Exercise directions => List every line of the data below that contains the word "square", matching case exactly.
>> Begin Input rows
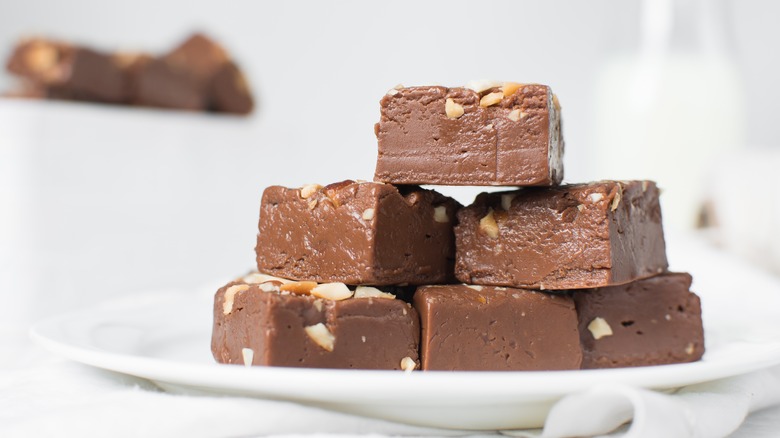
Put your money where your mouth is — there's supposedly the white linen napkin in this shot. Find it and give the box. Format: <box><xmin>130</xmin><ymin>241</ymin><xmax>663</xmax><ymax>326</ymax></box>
<box><xmin>0</xmin><ymin>346</ymin><xmax>780</xmax><ymax>438</ymax></box>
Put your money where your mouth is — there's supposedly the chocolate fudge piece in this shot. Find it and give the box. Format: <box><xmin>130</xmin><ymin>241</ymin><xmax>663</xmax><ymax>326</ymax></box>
<box><xmin>132</xmin><ymin>58</ymin><xmax>208</xmax><ymax>111</ymax></box>
<box><xmin>256</xmin><ymin>180</ymin><xmax>460</xmax><ymax>285</ymax></box>
<box><xmin>574</xmin><ymin>273</ymin><xmax>704</xmax><ymax>368</ymax></box>
<box><xmin>209</xmin><ymin>62</ymin><xmax>254</xmax><ymax>114</ymax></box>
<box><xmin>414</xmin><ymin>284</ymin><xmax>582</xmax><ymax>371</ymax></box>
<box><xmin>455</xmin><ymin>181</ymin><xmax>668</xmax><ymax>290</ymax></box>
<box><xmin>211</xmin><ymin>274</ymin><xmax>420</xmax><ymax>370</ymax></box>
<box><xmin>134</xmin><ymin>34</ymin><xmax>229</xmax><ymax>110</ymax></box>
<box><xmin>7</xmin><ymin>39</ymin><xmax>128</xmax><ymax>103</ymax></box>
<box><xmin>374</xmin><ymin>82</ymin><xmax>564</xmax><ymax>186</ymax></box>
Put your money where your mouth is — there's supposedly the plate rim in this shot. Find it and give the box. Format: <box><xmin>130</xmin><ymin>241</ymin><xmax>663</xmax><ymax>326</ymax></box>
<box><xmin>29</xmin><ymin>292</ymin><xmax>780</xmax><ymax>404</ymax></box>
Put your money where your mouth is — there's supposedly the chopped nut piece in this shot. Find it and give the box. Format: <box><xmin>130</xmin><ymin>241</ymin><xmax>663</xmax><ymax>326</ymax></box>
<box><xmin>501</xmin><ymin>82</ymin><xmax>525</xmax><ymax>97</ymax></box>
<box><xmin>401</xmin><ymin>356</ymin><xmax>417</xmax><ymax>373</ymax></box>
<box><xmin>465</xmin><ymin>79</ymin><xmax>503</xmax><ymax>93</ymax></box>
<box><xmin>303</xmin><ymin>322</ymin><xmax>336</xmax><ymax>351</ymax></box>
<box><xmin>609</xmin><ymin>184</ymin><xmax>623</xmax><ymax>211</ymax></box>
<box><xmin>588</xmin><ymin>317</ymin><xmax>612</xmax><ymax>340</ymax></box>
<box><xmin>433</xmin><ymin>205</ymin><xmax>450</xmax><ymax>224</ymax></box>
<box><xmin>386</xmin><ymin>84</ymin><xmax>404</xmax><ymax>96</ymax></box>
<box><xmin>301</xmin><ymin>184</ymin><xmax>322</xmax><ymax>199</ymax></box>
<box><xmin>588</xmin><ymin>193</ymin><xmax>604</xmax><ymax>202</ymax></box>
<box><xmin>501</xmin><ymin>194</ymin><xmax>515</xmax><ymax>211</ymax></box>
<box><xmin>444</xmin><ymin>97</ymin><xmax>465</xmax><ymax>119</ymax></box>
<box><xmin>309</xmin><ymin>283</ymin><xmax>353</xmax><ymax>301</ymax></box>
<box><xmin>354</xmin><ymin>286</ymin><xmax>395</xmax><ymax>300</ymax></box>
<box><xmin>24</xmin><ymin>42</ymin><xmax>57</xmax><ymax>73</ymax></box>
<box><xmin>241</xmin><ymin>272</ymin><xmax>292</xmax><ymax>284</ymax></box>
<box><xmin>241</xmin><ymin>348</ymin><xmax>255</xmax><ymax>367</ymax></box>
<box><xmin>222</xmin><ymin>284</ymin><xmax>249</xmax><ymax>315</ymax></box>
<box><xmin>479</xmin><ymin>208</ymin><xmax>498</xmax><ymax>239</ymax></box>
<box><xmin>479</xmin><ymin>91</ymin><xmax>504</xmax><ymax>108</ymax></box>
<box><xmin>279</xmin><ymin>281</ymin><xmax>317</xmax><ymax>295</ymax></box>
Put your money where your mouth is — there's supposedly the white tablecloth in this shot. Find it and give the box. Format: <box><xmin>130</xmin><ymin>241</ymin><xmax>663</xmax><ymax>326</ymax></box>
<box><xmin>0</xmin><ymin>342</ymin><xmax>780</xmax><ymax>438</ymax></box>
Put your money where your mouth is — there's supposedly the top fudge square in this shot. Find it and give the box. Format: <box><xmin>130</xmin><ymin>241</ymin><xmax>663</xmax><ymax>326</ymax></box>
<box><xmin>374</xmin><ymin>82</ymin><xmax>564</xmax><ymax>186</ymax></box>
<box><xmin>256</xmin><ymin>180</ymin><xmax>460</xmax><ymax>285</ymax></box>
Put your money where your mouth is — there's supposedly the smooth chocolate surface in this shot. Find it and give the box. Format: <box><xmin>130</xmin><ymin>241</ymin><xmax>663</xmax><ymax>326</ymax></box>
<box><xmin>256</xmin><ymin>180</ymin><xmax>460</xmax><ymax>285</ymax></box>
<box><xmin>134</xmin><ymin>34</ymin><xmax>229</xmax><ymax>110</ymax></box>
<box><xmin>209</xmin><ymin>62</ymin><xmax>254</xmax><ymax>114</ymax></box>
<box><xmin>455</xmin><ymin>181</ymin><xmax>668</xmax><ymax>290</ymax></box>
<box><xmin>374</xmin><ymin>83</ymin><xmax>564</xmax><ymax>186</ymax></box>
<box><xmin>211</xmin><ymin>276</ymin><xmax>420</xmax><ymax>370</ymax></box>
<box><xmin>133</xmin><ymin>58</ymin><xmax>208</xmax><ymax>111</ymax></box>
<box><xmin>7</xmin><ymin>39</ymin><xmax>128</xmax><ymax>103</ymax></box>
<box><xmin>414</xmin><ymin>284</ymin><xmax>582</xmax><ymax>371</ymax></box>
<box><xmin>574</xmin><ymin>273</ymin><xmax>704</xmax><ymax>368</ymax></box>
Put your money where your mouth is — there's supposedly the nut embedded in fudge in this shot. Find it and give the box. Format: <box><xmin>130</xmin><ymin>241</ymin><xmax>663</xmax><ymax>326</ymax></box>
<box><xmin>211</xmin><ymin>274</ymin><xmax>420</xmax><ymax>371</ymax></box>
<box><xmin>256</xmin><ymin>180</ymin><xmax>460</xmax><ymax>285</ymax></box>
<box><xmin>414</xmin><ymin>284</ymin><xmax>582</xmax><ymax>371</ymax></box>
<box><xmin>374</xmin><ymin>82</ymin><xmax>563</xmax><ymax>186</ymax></box>
<box><xmin>574</xmin><ymin>273</ymin><xmax>704</xmax><ymax>368</ymax></box>
<box><xmin>455</xmin><ymin>181</ymin><xmax>668</xmax><ymax>290</ymax></box>
<box><xmin>7</xmin><ymin>39</ymin><xmax>129</xmax><ymax>103</ymax></box>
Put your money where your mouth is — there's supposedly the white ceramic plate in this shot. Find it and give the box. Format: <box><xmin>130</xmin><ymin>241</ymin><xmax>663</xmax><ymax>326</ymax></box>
<box><xmin>27</xmin><ymin>234</ymin><xmax>780</xmax><ymax>430</ymax></box>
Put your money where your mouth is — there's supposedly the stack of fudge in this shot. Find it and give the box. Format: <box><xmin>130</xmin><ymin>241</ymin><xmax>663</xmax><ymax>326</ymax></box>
<box><xmin>6</xmin><ymin>34</ymin><xmax>254</xmax><ymax>114</ymax></box>
<box><xmin>212</xmin><ymin>82</ymin><xmax>704</xmax><ymax>371</ymax></box>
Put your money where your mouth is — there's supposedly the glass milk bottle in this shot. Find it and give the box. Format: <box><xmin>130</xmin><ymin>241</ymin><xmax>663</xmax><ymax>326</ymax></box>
<box><xmin>590</xmin><ymin>0</ymin><xmax>745</xmax><ymax>229</ymax></box>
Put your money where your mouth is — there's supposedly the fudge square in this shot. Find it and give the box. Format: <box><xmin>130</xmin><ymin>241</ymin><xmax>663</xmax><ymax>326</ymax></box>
<box><xmin>455</xmin><ymin>181</ymin><xmax>668</xmax><ymax>290</ymax></box>
<box><xmin>7</xmin><ymin>38</ymin><xmax>129</xmax><ymax>103</ymax></box>
<box><xmin>256</xmin><ymin>180</ymin><xmax>460</xmax><ymax>285</ymax></box>
<box><xmin>414</xmin><ymin>284</ymin><xmax>582</xmax><ymax>371</ymax></box>
<box><xmin>374</xmin><ymin>81</ymin><xmax>564</xmax><ymax>186</ymax></box>
<box><xmin>574</xmin><ymin>273</ymin><xmax>704</xmax><ymax>368</ymax></box>
<box><xmin>133</xmin><ymin>34</ymin><xmax>229</xmax><ymax>110</ymax></box>
<box><xmin>211</xmin><ymin>274</ymin><xmax>420</xmax><ymax>371</ymax></box>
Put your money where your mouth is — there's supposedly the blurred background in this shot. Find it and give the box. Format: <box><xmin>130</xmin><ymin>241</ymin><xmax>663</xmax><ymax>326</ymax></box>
<box><xmin>0</xmin><ymin>0</ymin><xmax>780</xmax><ymax>338</ymax></box>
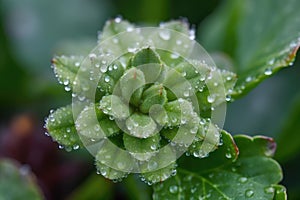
>> End Input rows
Response to this task =>
Put your money where your mouth is — there's supposedly the top fudge square in this shot. Find it and give the box. Format: <box><xmin>130</xmin><ymin>241</ymin><xmax>663</xmax><ymax>326</ymax></box>
Put your money where your mouth is — there's supposedly the fudge square in this shot. Find it and give the box. Format: <box><xmin>130</xmin><ymin>241</ymin><xmax>663</xmax><ymax>326</ymax></box>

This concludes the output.